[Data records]
====

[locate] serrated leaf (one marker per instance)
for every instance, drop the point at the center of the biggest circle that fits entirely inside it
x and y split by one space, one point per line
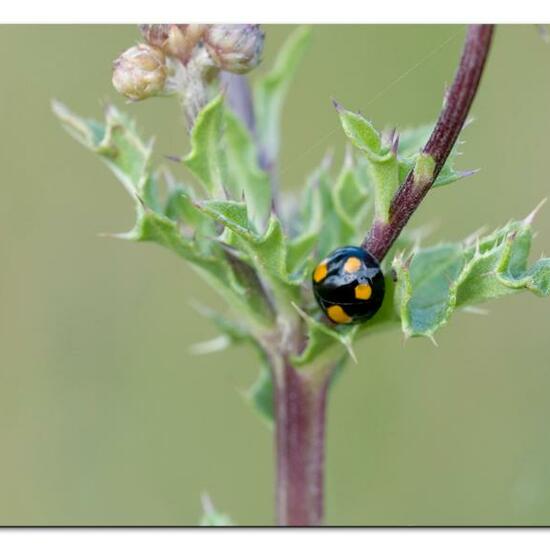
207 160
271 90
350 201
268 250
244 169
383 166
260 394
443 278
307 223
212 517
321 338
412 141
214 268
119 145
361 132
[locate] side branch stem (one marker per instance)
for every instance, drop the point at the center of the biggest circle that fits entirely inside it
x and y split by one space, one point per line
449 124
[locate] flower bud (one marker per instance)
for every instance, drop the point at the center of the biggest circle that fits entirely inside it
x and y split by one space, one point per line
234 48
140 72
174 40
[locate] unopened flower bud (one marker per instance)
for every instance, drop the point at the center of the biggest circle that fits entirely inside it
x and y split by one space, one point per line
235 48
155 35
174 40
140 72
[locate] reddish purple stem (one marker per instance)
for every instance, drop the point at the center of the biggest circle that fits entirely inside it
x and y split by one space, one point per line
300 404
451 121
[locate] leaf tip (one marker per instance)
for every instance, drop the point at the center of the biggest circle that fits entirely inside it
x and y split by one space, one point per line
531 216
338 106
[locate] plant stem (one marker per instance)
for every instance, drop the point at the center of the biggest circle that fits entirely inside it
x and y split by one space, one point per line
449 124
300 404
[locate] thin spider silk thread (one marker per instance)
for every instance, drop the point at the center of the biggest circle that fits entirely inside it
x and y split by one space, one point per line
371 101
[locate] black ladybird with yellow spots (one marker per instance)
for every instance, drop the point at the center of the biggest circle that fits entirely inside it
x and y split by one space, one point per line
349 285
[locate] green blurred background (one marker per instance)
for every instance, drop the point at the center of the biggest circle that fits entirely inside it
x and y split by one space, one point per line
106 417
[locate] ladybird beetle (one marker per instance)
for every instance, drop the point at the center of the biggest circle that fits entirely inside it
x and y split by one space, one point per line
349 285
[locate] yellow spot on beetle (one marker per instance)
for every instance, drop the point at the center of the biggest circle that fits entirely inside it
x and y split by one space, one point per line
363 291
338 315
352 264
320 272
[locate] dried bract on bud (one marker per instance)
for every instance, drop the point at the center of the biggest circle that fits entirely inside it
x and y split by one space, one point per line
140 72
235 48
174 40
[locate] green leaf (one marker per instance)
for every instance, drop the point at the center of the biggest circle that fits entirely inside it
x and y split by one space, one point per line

====

#### Exercise:
Go over the data and return every line that includes the word "green".

#### Your response:
[locate] green blurred background (one marker per instance)
[locate] green leaf (one marker per instance)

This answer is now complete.